Referring expression data:

________________

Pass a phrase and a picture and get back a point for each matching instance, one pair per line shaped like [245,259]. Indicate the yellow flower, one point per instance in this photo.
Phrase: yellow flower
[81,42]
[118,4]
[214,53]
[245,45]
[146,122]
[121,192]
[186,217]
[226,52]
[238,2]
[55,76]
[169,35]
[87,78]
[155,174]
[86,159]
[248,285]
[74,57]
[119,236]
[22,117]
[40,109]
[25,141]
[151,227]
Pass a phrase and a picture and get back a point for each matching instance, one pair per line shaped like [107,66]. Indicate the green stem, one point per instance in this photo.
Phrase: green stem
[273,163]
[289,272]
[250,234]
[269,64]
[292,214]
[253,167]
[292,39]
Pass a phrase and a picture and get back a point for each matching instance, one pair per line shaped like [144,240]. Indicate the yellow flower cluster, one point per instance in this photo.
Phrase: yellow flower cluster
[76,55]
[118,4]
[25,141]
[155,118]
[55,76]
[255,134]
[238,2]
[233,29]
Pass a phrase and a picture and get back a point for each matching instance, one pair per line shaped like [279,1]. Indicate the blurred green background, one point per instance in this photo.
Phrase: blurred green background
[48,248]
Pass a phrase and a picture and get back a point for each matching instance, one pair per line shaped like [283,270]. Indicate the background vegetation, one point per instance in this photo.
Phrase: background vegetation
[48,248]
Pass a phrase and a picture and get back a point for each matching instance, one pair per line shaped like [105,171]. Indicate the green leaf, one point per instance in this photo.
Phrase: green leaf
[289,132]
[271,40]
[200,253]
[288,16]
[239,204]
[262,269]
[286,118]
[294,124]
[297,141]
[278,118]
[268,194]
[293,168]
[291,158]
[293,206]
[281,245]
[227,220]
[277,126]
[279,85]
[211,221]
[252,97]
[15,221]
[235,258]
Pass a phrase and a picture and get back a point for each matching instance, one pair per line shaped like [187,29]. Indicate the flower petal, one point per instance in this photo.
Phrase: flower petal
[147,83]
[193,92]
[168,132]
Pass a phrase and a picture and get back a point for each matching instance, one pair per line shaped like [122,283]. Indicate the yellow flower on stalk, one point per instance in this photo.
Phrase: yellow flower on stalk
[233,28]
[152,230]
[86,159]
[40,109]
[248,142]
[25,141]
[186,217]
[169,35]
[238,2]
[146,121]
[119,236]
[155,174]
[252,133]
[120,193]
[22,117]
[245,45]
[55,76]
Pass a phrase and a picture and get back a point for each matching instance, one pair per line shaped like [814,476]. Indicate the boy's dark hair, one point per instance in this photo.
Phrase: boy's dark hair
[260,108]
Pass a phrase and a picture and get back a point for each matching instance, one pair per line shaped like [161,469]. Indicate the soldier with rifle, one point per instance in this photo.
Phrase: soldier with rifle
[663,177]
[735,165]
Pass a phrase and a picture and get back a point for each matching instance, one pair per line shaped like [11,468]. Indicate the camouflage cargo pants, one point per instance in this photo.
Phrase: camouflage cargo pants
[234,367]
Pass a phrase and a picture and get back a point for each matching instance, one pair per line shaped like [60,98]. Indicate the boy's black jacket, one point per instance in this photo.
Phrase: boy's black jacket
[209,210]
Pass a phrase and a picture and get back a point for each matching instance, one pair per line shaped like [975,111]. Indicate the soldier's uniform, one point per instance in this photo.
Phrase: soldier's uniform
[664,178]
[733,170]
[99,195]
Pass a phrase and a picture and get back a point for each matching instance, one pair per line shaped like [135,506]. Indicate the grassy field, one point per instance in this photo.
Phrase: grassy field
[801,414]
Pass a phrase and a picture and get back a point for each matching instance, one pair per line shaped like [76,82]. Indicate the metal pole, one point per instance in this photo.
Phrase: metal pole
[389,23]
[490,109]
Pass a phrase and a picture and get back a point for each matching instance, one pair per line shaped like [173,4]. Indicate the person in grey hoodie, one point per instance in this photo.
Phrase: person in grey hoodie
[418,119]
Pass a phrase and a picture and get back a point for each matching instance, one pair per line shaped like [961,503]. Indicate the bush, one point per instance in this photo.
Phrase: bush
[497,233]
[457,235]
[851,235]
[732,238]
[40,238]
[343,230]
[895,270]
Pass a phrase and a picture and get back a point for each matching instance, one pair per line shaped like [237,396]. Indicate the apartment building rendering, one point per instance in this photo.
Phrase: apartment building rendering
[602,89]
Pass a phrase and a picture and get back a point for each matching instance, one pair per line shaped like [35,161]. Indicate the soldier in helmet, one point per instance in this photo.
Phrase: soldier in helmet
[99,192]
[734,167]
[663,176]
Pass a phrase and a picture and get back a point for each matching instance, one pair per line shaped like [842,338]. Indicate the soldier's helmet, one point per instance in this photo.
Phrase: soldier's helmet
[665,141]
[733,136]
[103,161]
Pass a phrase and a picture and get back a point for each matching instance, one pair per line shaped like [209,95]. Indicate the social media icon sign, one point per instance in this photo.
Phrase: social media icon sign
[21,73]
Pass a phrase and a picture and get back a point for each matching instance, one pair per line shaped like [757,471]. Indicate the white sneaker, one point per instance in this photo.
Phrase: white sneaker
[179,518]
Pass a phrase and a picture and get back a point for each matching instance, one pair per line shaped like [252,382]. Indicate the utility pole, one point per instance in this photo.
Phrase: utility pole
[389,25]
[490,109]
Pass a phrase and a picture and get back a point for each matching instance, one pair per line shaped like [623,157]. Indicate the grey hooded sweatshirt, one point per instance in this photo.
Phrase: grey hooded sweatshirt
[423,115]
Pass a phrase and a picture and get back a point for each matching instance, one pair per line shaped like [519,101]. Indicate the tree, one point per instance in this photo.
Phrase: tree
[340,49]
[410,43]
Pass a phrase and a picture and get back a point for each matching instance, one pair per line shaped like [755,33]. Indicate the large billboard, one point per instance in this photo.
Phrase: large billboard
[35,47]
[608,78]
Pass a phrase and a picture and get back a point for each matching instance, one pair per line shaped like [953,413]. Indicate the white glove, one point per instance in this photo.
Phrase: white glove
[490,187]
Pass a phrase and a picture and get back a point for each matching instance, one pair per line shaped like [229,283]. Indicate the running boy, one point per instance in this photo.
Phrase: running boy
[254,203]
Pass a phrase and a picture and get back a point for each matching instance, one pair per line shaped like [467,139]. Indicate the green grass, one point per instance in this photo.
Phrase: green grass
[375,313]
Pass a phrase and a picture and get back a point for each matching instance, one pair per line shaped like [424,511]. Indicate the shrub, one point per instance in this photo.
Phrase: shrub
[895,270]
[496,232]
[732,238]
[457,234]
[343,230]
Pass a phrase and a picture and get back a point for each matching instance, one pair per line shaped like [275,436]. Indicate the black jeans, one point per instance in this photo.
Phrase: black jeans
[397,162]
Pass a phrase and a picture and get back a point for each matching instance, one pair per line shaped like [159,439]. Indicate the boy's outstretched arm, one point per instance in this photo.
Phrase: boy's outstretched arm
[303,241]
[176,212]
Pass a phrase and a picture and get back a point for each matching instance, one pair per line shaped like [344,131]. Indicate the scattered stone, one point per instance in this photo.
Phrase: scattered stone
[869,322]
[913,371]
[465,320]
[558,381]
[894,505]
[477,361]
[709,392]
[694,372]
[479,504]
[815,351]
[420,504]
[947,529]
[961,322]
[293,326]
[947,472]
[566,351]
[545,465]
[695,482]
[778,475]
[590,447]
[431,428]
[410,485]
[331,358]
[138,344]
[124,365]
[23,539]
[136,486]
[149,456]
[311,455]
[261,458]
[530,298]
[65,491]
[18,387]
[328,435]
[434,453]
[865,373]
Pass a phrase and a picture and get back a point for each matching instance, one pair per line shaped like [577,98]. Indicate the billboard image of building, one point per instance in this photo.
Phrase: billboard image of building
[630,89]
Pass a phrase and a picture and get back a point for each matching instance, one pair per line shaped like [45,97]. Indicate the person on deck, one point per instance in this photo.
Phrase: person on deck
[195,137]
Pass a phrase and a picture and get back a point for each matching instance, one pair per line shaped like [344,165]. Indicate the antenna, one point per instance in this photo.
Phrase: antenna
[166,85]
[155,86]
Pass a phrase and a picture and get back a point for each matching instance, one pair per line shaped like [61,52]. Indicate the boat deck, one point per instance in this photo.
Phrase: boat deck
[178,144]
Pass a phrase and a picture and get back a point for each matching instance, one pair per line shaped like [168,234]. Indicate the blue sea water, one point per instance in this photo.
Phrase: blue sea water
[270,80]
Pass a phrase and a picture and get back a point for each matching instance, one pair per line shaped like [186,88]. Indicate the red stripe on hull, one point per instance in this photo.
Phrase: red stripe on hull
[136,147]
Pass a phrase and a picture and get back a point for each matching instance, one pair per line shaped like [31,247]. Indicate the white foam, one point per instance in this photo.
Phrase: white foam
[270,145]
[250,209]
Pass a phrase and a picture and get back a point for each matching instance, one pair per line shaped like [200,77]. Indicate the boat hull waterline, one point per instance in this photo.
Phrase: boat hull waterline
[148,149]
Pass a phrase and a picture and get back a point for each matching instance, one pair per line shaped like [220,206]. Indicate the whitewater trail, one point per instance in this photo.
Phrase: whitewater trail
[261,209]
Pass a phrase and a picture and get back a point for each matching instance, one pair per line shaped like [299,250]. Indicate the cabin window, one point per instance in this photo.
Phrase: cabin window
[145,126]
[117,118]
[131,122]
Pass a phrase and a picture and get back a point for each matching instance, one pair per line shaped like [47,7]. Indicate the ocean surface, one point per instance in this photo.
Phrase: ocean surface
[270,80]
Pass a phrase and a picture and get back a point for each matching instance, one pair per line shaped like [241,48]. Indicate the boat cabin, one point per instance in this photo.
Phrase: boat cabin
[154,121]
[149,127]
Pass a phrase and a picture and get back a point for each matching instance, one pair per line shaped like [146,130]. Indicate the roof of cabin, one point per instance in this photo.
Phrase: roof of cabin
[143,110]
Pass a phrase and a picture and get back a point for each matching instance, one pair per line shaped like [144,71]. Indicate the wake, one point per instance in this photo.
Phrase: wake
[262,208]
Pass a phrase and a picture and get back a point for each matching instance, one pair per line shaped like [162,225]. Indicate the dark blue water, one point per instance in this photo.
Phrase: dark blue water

________________

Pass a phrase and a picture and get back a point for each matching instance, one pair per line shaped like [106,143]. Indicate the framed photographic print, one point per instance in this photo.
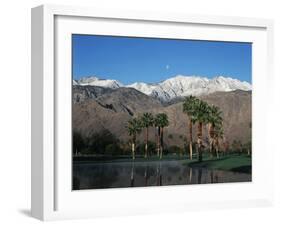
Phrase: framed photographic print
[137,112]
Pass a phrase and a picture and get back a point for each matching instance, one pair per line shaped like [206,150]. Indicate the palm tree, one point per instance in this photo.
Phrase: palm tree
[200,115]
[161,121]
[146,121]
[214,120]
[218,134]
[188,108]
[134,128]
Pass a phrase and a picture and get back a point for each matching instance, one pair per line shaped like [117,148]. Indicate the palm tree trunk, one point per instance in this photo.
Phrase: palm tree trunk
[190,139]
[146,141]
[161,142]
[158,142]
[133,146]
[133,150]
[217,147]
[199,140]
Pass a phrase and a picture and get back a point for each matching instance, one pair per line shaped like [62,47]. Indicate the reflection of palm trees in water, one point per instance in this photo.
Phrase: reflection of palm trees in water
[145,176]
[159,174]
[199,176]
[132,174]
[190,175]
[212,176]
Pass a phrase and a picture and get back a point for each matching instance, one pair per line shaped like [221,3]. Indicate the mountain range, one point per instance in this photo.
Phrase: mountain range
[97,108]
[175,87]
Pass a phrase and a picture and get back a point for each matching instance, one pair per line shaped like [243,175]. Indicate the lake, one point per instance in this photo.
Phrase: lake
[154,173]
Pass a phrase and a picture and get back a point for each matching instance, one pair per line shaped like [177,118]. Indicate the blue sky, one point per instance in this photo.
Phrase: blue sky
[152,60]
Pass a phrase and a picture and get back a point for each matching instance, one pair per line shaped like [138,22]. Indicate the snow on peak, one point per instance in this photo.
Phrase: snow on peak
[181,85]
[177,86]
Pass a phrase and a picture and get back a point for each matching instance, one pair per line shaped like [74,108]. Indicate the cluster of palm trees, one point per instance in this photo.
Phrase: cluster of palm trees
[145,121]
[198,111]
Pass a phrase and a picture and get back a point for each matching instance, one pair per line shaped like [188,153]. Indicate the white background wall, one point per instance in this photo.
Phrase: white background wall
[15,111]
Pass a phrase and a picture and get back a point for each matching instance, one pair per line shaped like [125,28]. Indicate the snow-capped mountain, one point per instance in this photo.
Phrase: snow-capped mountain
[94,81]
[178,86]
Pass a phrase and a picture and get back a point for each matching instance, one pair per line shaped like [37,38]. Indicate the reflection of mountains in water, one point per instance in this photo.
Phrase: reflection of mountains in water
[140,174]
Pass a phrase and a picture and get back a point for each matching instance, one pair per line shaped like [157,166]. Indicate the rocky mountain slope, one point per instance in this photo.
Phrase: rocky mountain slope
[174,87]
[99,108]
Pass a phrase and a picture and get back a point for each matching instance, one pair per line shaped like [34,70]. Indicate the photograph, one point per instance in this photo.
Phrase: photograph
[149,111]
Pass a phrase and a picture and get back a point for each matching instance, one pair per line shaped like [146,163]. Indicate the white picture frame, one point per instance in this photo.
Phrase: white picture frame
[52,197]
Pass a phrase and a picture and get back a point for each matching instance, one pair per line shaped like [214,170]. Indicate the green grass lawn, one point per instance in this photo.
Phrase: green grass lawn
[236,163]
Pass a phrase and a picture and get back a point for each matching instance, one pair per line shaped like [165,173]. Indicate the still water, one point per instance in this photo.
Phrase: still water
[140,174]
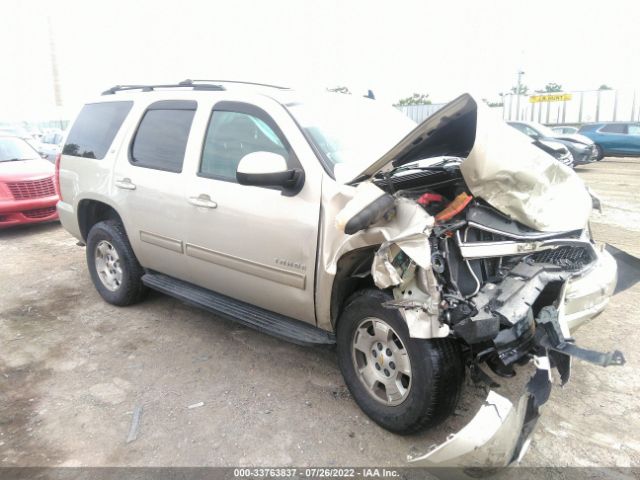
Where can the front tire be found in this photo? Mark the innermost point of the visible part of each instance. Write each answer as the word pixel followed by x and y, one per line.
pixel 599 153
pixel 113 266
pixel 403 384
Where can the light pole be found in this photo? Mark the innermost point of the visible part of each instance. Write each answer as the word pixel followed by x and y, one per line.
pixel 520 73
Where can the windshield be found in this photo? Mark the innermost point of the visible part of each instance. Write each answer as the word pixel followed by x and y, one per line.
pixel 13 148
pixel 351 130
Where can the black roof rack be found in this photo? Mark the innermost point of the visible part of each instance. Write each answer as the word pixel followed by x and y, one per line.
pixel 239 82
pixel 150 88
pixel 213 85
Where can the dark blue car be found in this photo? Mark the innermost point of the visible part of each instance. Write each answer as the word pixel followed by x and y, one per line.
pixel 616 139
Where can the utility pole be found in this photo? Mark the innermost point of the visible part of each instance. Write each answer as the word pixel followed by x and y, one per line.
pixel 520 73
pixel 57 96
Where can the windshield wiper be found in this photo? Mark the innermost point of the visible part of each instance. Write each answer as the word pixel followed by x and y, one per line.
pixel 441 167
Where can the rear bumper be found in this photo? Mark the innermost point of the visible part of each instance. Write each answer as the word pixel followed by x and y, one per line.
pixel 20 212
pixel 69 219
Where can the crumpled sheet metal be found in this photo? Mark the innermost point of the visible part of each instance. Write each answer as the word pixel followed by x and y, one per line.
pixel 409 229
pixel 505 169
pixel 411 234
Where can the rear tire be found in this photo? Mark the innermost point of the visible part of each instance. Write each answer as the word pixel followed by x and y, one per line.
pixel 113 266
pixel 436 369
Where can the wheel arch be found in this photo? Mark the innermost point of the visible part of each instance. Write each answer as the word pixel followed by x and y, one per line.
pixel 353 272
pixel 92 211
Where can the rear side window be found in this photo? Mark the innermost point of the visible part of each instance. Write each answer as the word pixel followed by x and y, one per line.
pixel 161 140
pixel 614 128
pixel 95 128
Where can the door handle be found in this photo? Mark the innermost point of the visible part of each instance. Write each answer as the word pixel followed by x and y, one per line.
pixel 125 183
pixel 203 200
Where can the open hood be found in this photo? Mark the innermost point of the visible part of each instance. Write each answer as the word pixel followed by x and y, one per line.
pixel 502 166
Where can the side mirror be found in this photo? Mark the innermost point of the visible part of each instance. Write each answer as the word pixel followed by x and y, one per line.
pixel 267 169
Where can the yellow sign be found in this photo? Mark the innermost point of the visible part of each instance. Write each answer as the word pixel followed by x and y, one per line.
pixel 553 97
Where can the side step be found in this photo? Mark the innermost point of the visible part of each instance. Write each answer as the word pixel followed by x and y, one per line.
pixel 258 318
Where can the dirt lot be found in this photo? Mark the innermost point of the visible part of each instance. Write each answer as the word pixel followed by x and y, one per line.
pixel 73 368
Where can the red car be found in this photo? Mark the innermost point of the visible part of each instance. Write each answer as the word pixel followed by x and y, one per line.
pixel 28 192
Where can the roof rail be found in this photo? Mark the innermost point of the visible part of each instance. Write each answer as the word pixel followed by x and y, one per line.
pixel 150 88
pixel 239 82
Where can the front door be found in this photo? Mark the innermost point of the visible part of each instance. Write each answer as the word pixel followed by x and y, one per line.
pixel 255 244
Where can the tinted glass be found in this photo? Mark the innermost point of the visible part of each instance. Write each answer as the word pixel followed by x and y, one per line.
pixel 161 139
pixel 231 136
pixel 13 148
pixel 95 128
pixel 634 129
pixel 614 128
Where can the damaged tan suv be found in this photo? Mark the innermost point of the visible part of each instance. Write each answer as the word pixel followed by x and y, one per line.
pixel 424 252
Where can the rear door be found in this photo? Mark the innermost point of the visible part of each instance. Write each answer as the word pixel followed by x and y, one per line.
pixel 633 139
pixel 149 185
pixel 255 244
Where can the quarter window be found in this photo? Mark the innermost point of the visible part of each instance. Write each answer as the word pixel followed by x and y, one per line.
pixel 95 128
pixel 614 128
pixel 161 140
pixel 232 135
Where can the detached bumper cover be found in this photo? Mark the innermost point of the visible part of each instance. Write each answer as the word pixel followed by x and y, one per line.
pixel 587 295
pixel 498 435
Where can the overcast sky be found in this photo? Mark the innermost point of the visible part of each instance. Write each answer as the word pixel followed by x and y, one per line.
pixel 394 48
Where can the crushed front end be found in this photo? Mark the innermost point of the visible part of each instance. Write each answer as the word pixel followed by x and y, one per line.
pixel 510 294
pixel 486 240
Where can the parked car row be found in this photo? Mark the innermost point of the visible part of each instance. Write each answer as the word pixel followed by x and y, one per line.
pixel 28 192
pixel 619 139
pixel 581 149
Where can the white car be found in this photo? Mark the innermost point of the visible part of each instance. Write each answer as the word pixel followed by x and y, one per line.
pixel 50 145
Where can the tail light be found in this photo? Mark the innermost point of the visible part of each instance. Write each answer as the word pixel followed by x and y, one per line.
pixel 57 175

________________

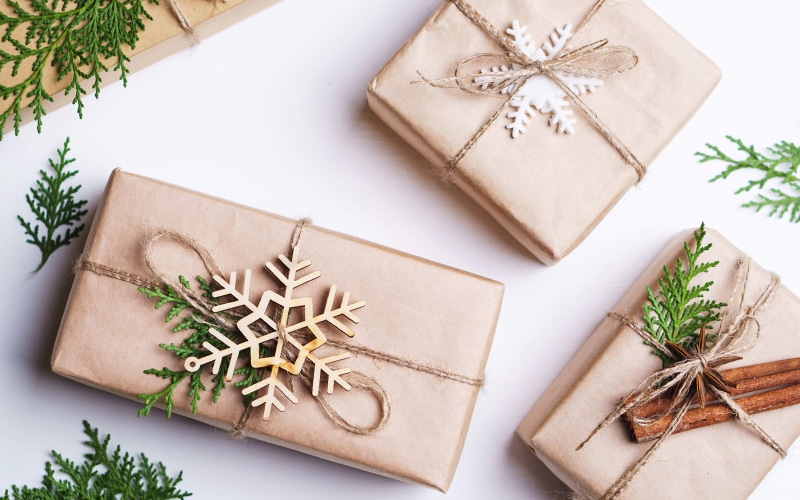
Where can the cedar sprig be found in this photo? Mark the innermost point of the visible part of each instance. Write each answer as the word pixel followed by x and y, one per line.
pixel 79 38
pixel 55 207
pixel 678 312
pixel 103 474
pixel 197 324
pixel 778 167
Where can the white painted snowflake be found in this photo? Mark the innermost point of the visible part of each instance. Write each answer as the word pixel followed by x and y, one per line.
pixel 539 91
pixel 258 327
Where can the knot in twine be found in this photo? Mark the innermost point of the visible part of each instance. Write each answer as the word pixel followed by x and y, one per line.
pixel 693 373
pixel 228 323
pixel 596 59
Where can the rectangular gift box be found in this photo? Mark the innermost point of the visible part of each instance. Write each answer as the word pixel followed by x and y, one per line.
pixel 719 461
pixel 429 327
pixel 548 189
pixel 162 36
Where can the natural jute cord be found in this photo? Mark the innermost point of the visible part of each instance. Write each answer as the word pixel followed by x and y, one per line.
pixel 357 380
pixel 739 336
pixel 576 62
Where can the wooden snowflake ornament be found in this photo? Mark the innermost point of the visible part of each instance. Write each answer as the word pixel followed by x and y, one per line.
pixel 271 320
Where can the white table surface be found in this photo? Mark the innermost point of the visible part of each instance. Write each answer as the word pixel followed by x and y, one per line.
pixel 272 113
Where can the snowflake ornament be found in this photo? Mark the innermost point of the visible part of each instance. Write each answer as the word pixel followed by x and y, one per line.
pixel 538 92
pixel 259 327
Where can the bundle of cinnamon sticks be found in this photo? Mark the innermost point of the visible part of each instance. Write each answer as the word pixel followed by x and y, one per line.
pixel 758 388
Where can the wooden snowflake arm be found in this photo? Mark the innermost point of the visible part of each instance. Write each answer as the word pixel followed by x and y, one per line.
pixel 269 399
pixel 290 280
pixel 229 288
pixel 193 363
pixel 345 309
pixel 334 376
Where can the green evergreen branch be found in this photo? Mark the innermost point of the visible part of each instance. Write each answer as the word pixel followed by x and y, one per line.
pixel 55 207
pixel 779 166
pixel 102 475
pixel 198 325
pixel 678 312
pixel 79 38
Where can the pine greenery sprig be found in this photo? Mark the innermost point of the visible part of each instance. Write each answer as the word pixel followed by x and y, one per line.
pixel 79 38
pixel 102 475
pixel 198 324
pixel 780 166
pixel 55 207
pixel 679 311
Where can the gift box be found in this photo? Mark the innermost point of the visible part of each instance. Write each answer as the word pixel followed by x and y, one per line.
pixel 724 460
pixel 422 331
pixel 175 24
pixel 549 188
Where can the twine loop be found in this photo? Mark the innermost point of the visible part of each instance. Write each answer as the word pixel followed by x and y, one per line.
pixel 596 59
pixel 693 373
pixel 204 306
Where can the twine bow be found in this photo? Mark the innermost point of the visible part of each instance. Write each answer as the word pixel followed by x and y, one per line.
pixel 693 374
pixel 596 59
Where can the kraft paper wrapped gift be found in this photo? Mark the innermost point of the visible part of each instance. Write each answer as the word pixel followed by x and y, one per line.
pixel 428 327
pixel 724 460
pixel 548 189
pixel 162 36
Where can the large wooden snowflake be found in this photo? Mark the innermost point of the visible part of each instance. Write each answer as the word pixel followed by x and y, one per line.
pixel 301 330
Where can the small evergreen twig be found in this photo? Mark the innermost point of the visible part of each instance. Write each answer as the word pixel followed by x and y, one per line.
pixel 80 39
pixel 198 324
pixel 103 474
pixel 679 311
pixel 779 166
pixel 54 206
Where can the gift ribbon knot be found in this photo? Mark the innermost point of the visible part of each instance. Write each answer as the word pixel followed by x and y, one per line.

________________

Assigned task: The stretch of entries above that starts with the line containing "sign, one point per instance in this photo." and goes on through the line containing "sneaker, one point per instance in this photo." is to be transcribed exactly, and no other line is to be transcribed.

Solution below:
Pass a phrase and a picture and get back a point for each matching instance, one pair per line shaped like [209,95]. Indicate the social media icon sign, one point per instance in this photo.
Phrase: social media icon sign
[21,73]
Pass a phrase and a picture and get back a point for each matching instance, one pair per line shaped like [757,471]. Indicate the white sneaker, one point per instance in this photo.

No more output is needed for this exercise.